▶ **DO THIS**
Express the lines of the listing below as a JSON list of strings, one string per line and no blank lines. Begin at the line that has "Ground the cloud" and stop after the line that has "[911,298,1106,323]".

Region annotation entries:
☆ ☆ ☆ ☆

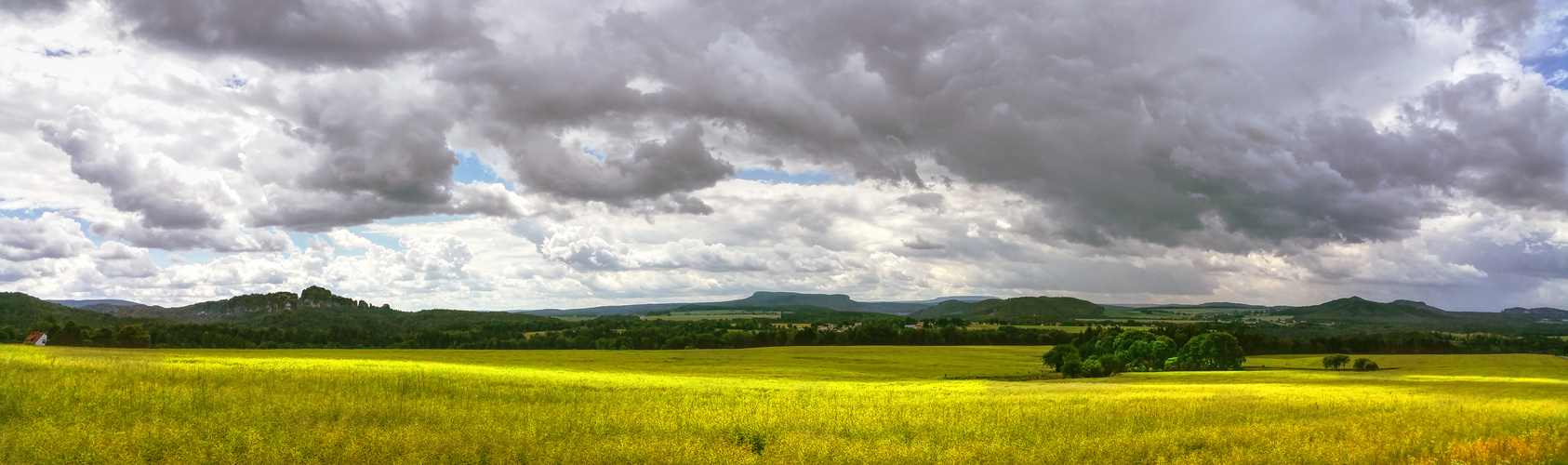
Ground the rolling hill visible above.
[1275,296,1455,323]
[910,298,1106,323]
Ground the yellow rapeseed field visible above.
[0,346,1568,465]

☆ ☆ ☆ ☆

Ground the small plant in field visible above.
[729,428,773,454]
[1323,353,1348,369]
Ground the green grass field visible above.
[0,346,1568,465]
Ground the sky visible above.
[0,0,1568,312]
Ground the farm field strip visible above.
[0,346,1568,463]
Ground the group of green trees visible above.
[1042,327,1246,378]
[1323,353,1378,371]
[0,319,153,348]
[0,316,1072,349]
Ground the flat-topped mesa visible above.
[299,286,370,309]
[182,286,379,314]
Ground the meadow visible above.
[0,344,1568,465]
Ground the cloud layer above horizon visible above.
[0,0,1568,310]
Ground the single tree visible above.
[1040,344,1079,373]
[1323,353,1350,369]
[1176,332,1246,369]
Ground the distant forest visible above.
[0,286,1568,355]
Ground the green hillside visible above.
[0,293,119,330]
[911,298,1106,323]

☆ ☆ ☆ ☆

▶ **COMPLETED TASK**
[
  "Ground the cloud layer above horizon visible above.",
  "[0,0,1568,310]",
  "Ground the single tree visible above.",
  "[1040,344,1079,373]",
  "[1323,353,1350,369]",
  "[1176,332,1246,369]",
  "Ground the distant forest visible above.",
  "[0,286,1568,355]",
  "Ground the green hillside visible above.",
  "[0,293,119,330]",
  "[911,298,1106,323]"
]